» TASK GOAL
In the records that follow, find the line with "Target: wooden dresser"; from there, retype every line exactly through the line with "Target: window", which also belongs to the answer.

Point localization data:

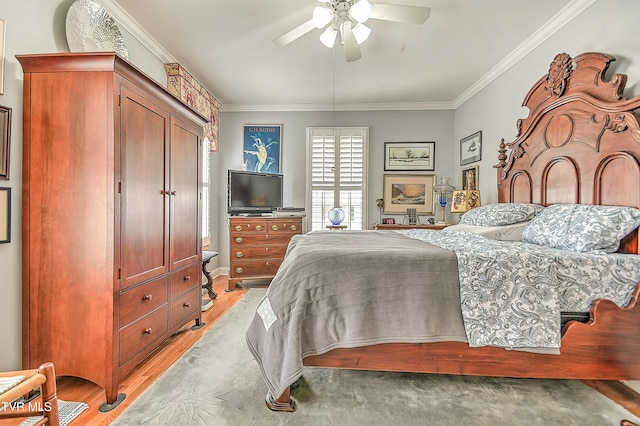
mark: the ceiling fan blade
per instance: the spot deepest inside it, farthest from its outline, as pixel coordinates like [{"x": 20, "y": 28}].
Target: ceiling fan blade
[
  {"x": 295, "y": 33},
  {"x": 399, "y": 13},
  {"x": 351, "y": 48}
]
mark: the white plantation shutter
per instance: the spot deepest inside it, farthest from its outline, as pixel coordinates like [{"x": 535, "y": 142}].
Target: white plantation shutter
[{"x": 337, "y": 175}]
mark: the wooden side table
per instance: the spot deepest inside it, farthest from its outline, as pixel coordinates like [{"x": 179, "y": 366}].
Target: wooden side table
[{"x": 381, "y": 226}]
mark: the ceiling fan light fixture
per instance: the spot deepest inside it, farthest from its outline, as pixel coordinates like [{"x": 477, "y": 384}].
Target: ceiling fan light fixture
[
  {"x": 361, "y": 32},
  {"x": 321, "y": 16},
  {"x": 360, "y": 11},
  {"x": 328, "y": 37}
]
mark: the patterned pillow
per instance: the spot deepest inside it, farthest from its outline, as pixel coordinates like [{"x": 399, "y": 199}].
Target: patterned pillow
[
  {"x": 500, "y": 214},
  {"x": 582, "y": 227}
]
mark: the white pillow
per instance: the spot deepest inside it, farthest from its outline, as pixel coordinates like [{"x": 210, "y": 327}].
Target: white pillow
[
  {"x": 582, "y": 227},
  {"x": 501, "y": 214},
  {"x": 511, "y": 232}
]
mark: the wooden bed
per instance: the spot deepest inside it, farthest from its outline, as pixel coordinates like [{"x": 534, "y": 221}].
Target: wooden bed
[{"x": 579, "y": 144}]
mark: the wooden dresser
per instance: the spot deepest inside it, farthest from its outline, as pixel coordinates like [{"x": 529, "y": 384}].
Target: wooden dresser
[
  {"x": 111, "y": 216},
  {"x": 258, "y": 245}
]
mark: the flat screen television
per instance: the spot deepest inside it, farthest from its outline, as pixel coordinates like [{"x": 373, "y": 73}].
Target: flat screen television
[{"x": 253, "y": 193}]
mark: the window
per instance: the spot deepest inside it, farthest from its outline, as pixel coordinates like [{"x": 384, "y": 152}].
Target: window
* * *
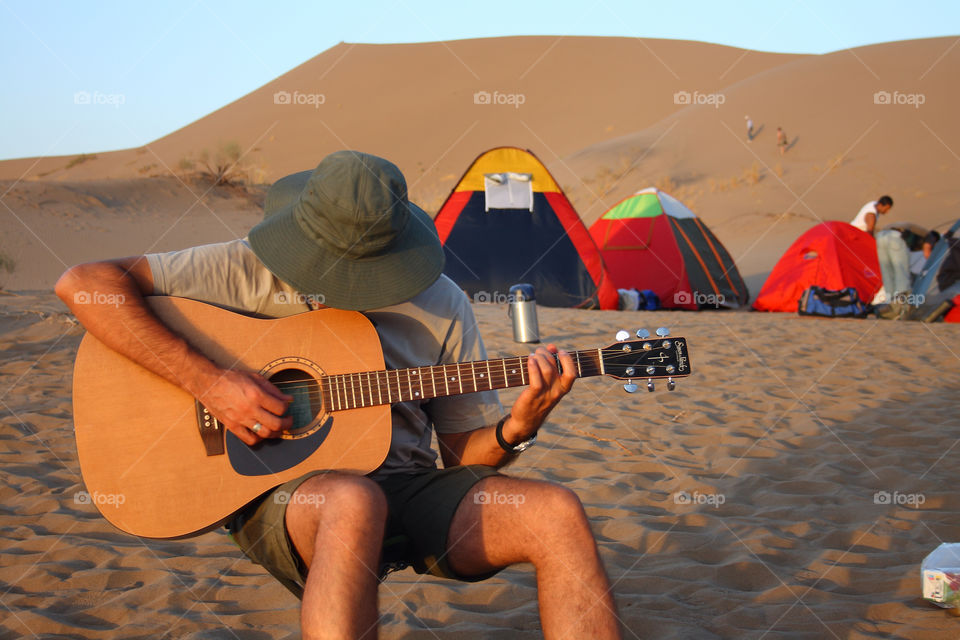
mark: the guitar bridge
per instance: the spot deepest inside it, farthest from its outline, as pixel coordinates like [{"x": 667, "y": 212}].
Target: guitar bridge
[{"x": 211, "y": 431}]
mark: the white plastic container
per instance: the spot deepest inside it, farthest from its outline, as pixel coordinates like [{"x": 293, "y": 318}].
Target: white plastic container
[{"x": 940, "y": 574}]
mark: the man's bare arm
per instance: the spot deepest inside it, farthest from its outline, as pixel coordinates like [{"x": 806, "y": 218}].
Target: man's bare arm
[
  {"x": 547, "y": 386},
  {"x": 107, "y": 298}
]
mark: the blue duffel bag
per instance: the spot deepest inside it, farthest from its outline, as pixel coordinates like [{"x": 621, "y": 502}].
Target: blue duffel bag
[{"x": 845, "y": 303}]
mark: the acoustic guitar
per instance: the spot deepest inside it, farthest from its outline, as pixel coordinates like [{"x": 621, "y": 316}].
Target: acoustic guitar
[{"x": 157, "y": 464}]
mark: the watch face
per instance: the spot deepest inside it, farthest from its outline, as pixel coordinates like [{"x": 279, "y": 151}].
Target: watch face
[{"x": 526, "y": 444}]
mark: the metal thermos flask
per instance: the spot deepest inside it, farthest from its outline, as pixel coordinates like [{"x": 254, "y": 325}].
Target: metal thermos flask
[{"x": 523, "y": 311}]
---
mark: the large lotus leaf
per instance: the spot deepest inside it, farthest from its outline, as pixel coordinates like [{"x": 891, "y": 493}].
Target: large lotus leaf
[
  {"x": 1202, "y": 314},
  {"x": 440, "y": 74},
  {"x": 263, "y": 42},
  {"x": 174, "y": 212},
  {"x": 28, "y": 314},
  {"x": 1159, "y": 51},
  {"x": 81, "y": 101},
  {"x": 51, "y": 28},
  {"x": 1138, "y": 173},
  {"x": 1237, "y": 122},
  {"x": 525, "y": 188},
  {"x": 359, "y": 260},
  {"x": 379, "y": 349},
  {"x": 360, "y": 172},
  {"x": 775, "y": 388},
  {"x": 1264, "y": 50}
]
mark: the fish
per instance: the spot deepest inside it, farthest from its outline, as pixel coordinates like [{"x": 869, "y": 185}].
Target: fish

» OUTPUT BELOW
Target: wooden dresser
[
  {"x": 111, "y": 216},
  {"x": 258, "y": 245}
]
mark: the flat screen television
per instance: the spot deepest inside it, farthest from its outline, as pixel coordinates like [{"x": 373, "y": 73}].
Target: flat screen television
[{"x": 253, "y": 193}]
mark: the window
per instance: the spot deepest inside it, farthest from its outline, as pixel coordinates like [{"x": 384, "y": 152}].
Target: window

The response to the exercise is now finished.